**STATED EXERCISE:**
Repeat, without any change, the entries presented below.

(Location labeling records)
○ ○ ○ ○ ○ ○ ○

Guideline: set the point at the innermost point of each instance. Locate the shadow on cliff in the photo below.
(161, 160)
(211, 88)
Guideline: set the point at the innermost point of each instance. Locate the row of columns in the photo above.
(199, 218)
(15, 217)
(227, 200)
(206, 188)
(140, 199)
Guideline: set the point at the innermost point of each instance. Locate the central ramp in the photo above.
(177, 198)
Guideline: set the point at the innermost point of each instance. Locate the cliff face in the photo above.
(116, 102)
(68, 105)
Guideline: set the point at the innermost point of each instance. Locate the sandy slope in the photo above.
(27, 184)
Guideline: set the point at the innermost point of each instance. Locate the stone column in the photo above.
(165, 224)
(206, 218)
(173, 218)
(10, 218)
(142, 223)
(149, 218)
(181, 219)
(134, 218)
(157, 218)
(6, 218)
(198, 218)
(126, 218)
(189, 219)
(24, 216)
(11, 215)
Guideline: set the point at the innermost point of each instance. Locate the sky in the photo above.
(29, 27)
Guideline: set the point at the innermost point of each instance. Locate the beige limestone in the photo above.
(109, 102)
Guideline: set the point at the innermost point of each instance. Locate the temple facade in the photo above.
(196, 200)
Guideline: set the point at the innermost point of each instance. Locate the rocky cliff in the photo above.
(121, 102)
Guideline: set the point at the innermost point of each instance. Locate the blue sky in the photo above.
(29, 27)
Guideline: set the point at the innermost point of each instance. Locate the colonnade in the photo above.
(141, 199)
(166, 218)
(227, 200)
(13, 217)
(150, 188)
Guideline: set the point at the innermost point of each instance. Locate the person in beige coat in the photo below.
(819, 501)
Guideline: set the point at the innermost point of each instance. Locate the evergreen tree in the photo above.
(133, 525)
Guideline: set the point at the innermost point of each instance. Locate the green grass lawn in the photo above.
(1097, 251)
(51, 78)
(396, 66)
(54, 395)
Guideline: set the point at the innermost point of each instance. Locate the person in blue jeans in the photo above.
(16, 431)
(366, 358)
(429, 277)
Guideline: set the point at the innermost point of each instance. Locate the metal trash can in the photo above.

○ ○ ○ ○ ○ ○ ○

**IN RESPONSE:**
Guideline: set the point at the innermost point of each instance. Locate the shadow on cliff in the photo below.
(161, 160)
(211, 88)
Guideline: set the point at the innermost point of each instance. Locate the row of columns in the photo above.
(199, 218)
(15, 217)
(227, 200)
(206, 188)
(140, 199)
Guideline: set the point at the innermost point of each instance. Locate the central ramp in the photo above.
(177, 198)
Guideline: set the point at the innermost point of each instance. Locate the cliff face in the photo above.
(116, 102)
(68, 105)
Guideline: set the point at the innermost point of each instance. Locate the sandy slope in the photo above.
(27, 184)
Guideline: set the point at the innermost point of each instance. Locate the stone column in the photo above.
(165, 224)
(206, 218)
(173, 218)
(10, 218)
(142, 223)
(149, 218)
(181, 219)
(134, 218)
(157, 218)
(6, 218)
(198, 218)
(126, 218)
(189, 219)
(24, 216)
(11, 215)
Guideline: set the point at the innermost point of each instance. Locate the sky in the photo above.
(29, 27)
Guideline: set the point at the innermost point of each instance. Locate the beige limestone in the photo above.
(109, 102)
Guideline: set the point at the innermost point of each instance. Locate the temple facade in the photo above.
(196, 200)
Guideline: set the point at the innermost point of each instance. Locate the rocky cliff in the photo above.
(121, 102)
Guideline: set the point at the innermost point of each instance. Locate the blue sky in the photo above.
(29, 27)
Guideline: set the point at the innermost point of each instance. Locate the colonnade in the photo above.
(141, 199)
(166, 218)
(227, 200)
(13, 217)
(150, 188)
Guideline: set the point at the innermost point of each instance. Locate the person in beige coat in the photo below.
(819, 501)
Guideline: set the point at the innermost point of each instance. Locate the evergreen tree in the photo above.
(133, 525)
Guideline: set the point at the innermost point of each instance. Locate the green grass lawn in the photo above.
(1097, 251)
(51, 78)
(396, 66)
(54, 395)
Guideline: set the point at the innermost point of each instance. Locate the person in blue jeans in the photo above.
(16, 431)
(366, 358)
(429, 277)
Guideline: set the point at the innermost point of each instance. Locate the metal trash can in the photo above.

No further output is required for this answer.